## Exercise
Count the lines in the records below that contain the string "hind", and reply with the number alone.
###
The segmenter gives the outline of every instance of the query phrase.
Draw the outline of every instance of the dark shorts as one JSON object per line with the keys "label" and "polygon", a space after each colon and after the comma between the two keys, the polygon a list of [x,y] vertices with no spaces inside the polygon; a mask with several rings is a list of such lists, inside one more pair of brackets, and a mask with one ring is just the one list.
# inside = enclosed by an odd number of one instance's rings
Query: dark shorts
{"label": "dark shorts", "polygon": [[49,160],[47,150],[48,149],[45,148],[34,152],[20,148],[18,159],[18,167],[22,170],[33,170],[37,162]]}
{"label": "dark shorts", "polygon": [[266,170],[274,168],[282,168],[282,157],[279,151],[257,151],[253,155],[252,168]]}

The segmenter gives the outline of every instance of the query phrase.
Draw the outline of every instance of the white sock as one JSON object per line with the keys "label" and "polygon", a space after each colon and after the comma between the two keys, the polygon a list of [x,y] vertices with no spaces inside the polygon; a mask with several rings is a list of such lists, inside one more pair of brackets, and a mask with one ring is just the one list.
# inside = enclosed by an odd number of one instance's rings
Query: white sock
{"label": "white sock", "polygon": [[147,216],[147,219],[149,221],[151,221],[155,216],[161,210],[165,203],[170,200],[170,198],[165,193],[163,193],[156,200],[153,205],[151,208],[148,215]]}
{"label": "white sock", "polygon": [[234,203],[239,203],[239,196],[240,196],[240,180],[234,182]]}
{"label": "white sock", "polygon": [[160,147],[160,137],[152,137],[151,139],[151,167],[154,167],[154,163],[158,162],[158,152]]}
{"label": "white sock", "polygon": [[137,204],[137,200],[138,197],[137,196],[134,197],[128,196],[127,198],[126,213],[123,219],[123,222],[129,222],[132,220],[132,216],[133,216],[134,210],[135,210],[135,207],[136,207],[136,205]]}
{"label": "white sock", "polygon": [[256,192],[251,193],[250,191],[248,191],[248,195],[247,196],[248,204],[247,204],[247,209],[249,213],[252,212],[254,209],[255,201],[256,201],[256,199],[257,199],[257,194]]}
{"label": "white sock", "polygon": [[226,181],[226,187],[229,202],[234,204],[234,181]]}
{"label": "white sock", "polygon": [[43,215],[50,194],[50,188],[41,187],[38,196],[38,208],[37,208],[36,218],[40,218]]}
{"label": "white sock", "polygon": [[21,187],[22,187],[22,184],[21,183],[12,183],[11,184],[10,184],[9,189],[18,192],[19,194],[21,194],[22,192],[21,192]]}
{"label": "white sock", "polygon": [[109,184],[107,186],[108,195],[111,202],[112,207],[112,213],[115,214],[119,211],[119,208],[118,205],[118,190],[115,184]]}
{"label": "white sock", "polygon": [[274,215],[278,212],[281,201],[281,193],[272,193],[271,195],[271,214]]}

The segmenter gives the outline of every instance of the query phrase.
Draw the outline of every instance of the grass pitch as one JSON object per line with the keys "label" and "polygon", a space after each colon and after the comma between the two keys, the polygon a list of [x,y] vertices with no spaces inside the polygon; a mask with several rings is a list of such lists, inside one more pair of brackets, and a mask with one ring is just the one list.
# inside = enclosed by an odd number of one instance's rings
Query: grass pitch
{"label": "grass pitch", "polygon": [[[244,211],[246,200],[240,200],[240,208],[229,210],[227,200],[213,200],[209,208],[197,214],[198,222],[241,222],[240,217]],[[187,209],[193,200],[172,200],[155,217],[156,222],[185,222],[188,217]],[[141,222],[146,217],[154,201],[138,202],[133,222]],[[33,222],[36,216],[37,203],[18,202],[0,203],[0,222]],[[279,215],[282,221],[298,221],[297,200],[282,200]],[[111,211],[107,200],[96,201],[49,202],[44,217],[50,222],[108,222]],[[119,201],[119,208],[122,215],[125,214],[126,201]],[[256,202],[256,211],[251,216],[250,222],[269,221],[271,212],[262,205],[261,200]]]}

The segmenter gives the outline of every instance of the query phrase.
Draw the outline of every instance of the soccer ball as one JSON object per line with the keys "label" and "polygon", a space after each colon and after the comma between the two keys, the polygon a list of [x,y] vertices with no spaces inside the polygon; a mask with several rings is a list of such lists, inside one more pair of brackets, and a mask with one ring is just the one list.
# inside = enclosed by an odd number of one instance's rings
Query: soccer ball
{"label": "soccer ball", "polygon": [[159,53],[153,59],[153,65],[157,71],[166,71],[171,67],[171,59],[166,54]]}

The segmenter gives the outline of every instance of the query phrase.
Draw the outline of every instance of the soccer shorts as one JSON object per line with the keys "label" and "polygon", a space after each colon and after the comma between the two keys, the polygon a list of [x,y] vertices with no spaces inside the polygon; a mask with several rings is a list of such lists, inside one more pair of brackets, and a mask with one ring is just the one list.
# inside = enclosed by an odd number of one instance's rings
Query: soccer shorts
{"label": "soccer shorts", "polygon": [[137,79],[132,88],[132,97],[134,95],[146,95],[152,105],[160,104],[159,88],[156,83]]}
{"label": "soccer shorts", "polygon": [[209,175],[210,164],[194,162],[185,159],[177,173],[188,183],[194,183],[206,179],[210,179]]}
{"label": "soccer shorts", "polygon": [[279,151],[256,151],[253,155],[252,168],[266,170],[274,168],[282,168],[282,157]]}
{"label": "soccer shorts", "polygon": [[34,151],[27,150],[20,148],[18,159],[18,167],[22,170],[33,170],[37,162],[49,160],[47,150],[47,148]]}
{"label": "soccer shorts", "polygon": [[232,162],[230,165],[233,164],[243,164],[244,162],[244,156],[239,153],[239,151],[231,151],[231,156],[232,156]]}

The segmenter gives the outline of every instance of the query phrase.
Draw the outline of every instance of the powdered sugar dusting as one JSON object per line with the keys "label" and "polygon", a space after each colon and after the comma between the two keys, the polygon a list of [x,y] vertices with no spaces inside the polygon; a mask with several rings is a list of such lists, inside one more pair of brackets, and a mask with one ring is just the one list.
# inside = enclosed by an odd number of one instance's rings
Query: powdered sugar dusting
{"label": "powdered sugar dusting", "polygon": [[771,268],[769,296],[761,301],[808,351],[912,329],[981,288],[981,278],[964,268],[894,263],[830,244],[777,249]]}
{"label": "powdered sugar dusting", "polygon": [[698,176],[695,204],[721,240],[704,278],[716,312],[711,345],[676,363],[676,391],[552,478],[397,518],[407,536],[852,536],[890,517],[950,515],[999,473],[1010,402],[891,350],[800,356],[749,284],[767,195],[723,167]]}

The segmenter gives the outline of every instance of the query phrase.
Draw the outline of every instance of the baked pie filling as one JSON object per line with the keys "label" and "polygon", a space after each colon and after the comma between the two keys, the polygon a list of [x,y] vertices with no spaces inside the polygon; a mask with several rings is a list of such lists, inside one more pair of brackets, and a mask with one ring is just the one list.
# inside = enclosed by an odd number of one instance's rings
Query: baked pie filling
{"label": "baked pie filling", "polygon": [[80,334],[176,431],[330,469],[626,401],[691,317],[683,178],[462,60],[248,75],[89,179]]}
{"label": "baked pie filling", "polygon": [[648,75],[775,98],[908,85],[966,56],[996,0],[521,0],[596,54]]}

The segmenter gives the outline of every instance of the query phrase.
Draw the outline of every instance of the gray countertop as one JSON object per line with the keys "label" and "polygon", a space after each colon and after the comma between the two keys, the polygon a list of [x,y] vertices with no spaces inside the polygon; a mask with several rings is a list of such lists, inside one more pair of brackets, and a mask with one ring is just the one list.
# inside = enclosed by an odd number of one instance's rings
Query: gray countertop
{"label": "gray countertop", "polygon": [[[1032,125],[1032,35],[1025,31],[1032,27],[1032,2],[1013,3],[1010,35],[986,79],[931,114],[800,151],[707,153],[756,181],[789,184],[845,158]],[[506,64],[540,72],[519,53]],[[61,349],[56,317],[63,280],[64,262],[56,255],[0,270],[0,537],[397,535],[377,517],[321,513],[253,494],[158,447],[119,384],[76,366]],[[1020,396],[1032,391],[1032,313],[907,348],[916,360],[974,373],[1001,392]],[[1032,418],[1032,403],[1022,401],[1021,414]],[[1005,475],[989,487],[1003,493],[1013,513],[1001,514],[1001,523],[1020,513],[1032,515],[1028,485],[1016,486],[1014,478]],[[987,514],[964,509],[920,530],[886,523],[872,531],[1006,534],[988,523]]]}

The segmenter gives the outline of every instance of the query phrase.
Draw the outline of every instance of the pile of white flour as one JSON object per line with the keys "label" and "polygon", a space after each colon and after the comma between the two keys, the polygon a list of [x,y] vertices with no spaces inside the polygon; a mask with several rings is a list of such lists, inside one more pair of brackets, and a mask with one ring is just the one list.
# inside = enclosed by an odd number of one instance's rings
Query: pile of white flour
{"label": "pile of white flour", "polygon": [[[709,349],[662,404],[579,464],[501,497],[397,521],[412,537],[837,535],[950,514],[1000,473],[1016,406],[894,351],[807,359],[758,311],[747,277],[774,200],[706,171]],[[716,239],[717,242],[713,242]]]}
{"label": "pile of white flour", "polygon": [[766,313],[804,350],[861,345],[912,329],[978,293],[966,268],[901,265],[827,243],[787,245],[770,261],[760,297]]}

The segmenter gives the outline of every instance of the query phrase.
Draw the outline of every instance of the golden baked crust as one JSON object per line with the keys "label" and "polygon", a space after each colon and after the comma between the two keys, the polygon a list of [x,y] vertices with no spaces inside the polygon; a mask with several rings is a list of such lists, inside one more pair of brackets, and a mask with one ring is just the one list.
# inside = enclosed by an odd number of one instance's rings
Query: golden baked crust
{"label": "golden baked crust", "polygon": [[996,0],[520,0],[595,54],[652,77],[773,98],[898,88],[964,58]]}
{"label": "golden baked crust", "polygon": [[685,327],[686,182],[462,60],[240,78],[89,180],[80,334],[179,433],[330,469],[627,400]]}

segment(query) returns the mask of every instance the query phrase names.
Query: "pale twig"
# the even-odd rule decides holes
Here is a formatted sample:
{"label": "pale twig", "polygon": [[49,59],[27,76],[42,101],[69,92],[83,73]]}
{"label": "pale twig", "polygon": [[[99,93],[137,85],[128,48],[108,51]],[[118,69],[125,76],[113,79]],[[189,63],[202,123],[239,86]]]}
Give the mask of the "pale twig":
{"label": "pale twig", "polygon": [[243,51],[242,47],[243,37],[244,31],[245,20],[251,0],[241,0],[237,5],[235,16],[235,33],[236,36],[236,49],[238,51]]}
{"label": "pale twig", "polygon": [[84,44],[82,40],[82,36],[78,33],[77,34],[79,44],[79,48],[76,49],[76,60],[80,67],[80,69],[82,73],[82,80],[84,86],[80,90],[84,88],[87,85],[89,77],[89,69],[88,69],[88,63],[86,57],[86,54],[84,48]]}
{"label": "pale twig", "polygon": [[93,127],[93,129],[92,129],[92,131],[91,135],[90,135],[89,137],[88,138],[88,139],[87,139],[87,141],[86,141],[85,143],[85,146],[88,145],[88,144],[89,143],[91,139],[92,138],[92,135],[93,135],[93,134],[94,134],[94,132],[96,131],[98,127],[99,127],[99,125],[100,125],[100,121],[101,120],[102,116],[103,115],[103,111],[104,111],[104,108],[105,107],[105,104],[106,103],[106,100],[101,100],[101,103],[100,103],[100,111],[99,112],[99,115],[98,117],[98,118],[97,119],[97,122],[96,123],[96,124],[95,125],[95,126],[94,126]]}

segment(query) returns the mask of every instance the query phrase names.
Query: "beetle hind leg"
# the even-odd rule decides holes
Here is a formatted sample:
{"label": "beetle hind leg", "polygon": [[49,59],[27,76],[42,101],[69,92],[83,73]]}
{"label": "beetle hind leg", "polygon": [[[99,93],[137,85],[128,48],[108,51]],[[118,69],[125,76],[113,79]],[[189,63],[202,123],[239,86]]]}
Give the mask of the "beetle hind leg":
###
## Solution to this problem
4